Problem requirements: Reproduce the lines below character for character, starting at the line that contains "Objective — one marker on every instance of the brown" and stopping after the very last line, with both of those lines included.

Entries shown:
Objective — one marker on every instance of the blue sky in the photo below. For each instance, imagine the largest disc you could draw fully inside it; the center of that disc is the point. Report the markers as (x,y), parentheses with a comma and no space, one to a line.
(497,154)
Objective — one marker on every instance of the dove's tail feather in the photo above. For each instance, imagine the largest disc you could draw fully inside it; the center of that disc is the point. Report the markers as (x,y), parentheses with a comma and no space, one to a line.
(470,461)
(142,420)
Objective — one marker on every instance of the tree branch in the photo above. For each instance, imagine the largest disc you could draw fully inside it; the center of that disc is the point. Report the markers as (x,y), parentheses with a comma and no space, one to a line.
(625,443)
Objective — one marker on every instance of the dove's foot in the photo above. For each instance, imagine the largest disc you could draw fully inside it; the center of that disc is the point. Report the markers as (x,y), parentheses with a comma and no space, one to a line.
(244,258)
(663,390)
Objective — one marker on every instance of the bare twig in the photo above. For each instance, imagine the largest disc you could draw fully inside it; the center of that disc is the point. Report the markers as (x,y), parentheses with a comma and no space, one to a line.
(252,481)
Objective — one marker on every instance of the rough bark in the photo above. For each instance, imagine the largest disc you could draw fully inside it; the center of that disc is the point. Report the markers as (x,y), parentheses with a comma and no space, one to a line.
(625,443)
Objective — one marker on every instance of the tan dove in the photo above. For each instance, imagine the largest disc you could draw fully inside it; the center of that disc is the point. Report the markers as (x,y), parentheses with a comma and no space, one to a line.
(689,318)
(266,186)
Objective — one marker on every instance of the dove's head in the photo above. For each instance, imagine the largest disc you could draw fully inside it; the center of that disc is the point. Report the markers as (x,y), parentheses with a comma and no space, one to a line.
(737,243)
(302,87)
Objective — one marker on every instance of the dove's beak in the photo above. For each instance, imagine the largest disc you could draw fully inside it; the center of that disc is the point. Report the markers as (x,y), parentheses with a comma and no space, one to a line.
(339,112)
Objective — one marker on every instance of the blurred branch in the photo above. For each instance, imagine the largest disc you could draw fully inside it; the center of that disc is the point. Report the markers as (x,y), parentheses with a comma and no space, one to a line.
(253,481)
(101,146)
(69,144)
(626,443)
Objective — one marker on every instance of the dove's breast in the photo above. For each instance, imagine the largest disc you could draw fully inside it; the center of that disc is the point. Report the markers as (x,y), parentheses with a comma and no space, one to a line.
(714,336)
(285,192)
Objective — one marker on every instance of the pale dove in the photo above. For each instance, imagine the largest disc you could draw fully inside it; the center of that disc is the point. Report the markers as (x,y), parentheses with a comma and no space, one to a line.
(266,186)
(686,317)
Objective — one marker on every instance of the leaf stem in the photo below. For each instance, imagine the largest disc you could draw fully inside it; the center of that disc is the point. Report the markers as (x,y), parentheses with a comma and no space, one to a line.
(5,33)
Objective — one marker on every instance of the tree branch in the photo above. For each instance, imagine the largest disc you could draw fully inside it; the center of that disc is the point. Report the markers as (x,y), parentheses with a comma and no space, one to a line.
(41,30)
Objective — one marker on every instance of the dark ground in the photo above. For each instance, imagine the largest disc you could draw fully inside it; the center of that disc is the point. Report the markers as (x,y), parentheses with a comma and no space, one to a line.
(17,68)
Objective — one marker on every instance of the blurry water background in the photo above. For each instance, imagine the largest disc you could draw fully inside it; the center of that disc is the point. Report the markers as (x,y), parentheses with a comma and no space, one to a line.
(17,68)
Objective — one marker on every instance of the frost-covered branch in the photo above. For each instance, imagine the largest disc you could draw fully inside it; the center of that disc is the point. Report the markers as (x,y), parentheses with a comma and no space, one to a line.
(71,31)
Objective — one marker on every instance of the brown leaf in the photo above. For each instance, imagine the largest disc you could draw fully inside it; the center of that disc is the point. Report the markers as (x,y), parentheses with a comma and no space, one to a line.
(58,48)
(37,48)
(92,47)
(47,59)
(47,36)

Complete response:
Objective — one marker on every instance of the brown leaf in the photo above. For each instance, imagine the largest disc you could draw fully inside it; the center of that disc is the point. Report the markers as (x,y), parentheses with a comma and no space, one to a line.
(58,48)
(37,48)
(92,47)
(47,59)
(47,36)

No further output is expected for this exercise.